• _Passage to read_:
• • •
Operator of bus transportation in Abilene, Texas

Abilene CityLink is the operator of public transportation in metropolitan Abilene, Texas. Service is provided six days per week along 8 regular routes, 6 Saturday routes, 1 shuttle, and on-call service.

==Bus routes==
- 2 ACU
- 3 Zoo/Pine
- 6 Mall
- 7 Southwest Wal-Mart
- 8 Dyess
- 9 Five Points
- 10 Willis/Mockingbird
- 12 Hendrick/Old Anson
- Cisco Shuttle
- On-Call Service
- 21 Northside Saturday
- 23 Zoo/Northeast Wal-Mart Saturday
- 26 Buffalo Gap/Mall Saturday
- 28 Southwest Wal-Mart Saturday
- 29 Westgate Saturday
- 30 Crosstown Saturday

===Routes prior to June 4, 2018===
- 1 Downtown Trolley (replaced by restructured Routes 2, 3, and 10)
- 2 ACU/Northeast Wal-Mart (restructured and renamed Route 2 ACU)
- 3 Radford Hills/Judge Ely (merged with the 13 Hickory/Pine to form 3 Zoo/Pine)
- 5 South Treadaway/Cisco (discontinued; later service to the area was brought back with a Route 10 extension, the Cisco Shuttle, and On-Call service)
• • •
• _Supplied data_:
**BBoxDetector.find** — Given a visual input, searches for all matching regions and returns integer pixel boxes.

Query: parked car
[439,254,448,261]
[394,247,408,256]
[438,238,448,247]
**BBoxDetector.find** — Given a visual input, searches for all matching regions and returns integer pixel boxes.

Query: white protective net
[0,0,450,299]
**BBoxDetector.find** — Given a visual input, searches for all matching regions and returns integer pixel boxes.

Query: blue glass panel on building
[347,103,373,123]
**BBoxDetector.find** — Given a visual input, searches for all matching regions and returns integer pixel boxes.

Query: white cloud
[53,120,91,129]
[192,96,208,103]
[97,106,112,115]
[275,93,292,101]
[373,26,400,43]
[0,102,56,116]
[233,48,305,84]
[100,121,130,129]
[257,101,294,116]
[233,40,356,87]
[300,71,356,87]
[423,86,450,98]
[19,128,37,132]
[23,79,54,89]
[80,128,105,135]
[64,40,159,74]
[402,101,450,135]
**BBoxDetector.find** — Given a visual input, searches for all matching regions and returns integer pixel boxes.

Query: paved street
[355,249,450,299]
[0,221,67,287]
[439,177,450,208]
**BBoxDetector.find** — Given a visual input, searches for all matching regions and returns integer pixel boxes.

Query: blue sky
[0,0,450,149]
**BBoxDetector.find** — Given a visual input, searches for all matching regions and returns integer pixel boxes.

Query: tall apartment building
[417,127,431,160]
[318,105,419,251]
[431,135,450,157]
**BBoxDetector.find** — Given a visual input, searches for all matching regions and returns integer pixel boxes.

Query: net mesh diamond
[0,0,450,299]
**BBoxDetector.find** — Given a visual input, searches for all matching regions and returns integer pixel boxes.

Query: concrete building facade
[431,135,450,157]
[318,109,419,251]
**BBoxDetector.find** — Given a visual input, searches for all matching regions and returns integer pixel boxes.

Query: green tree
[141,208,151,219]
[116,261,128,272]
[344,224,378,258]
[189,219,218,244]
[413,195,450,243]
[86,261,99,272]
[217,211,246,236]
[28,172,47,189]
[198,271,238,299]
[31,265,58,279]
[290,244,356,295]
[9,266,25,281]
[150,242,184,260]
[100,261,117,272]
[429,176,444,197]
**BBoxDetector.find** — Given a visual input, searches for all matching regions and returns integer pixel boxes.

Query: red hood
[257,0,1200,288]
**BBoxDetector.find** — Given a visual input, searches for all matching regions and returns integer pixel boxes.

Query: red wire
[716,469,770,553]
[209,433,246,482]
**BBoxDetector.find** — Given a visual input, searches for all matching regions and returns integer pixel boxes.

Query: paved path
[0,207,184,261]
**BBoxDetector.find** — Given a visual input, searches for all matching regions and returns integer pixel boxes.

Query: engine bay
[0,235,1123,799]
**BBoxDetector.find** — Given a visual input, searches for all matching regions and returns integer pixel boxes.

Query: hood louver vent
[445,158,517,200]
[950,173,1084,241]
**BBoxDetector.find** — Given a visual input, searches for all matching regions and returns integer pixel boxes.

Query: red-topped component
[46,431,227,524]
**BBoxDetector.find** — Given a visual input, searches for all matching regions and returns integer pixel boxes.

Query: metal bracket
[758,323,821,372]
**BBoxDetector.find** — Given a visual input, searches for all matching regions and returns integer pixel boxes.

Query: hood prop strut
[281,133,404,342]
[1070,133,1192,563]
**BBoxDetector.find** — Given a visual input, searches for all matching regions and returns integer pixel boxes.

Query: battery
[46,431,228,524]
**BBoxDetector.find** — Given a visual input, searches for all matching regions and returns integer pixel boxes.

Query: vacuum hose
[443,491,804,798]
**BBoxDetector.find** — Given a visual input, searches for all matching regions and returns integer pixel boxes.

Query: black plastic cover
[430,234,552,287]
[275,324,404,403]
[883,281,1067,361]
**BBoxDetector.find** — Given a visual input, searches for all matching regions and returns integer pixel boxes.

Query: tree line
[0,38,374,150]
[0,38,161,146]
• • •
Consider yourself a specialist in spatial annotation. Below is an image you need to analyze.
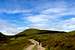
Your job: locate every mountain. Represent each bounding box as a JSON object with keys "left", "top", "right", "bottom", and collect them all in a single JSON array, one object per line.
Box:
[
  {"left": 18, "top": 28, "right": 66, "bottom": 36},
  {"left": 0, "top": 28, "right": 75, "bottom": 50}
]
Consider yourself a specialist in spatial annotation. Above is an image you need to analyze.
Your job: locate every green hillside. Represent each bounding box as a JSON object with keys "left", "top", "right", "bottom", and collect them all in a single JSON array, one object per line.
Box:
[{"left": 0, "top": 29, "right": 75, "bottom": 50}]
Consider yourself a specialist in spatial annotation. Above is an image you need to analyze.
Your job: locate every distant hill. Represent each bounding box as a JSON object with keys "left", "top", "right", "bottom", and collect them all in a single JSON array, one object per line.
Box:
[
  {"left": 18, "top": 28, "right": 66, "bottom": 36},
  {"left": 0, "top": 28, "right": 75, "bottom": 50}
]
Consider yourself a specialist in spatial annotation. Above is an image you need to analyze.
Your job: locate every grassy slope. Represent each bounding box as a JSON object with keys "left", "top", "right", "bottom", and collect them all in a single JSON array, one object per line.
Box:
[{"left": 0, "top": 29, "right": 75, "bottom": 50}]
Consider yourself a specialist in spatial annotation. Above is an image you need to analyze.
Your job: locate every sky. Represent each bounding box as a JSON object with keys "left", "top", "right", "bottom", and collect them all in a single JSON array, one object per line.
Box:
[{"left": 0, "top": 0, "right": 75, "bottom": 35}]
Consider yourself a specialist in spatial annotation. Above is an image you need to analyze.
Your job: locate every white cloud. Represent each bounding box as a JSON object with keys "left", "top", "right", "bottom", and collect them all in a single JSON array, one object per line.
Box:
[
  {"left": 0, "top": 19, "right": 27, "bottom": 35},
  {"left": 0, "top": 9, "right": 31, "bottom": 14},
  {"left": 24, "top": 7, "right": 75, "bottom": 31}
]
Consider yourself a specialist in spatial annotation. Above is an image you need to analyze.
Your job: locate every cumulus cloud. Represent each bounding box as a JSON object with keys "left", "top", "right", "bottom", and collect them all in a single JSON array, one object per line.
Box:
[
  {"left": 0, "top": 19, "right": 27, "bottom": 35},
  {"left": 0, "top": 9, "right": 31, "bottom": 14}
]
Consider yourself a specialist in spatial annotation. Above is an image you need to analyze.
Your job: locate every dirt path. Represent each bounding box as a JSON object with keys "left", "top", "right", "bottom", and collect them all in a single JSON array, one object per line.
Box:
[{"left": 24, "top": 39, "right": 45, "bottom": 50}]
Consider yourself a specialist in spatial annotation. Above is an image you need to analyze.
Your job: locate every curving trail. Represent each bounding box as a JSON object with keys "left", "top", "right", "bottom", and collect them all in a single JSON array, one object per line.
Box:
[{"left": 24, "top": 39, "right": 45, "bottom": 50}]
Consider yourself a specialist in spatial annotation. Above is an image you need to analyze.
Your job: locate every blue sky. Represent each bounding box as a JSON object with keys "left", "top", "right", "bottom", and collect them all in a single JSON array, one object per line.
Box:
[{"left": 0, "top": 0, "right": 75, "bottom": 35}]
• • •
• _Tasks and exercises_:
A: In the passage on Abilene CityLink, translate this sentence into Spanish: "Service is provided six days per week along 8 regular routes, 6 Saturday routes, 1 shuttle, and on-call service."
B: From the passage on Abilene CityLink, return the section that begins at the words "Operator of bus" and stops after the words "and on-call service.".
The listing has no connection to the text about the Abilene bus service.

• _Written answers_:
A: El servicio se ofrece seis días a la semana a lo largo de 8 rutas regulares, 6 rutas de sábado, 1 servicio de enlace y servicio bajo demanda.

B:
Operator of bus transportation in Abilene, Texas

Abilene CityLink is the operator of public transportation in metropolitan Abilene, Texas. Service is provided six days per week along 8 regular routes, 6 Saturday routes, 1 shuttle, and on-call service.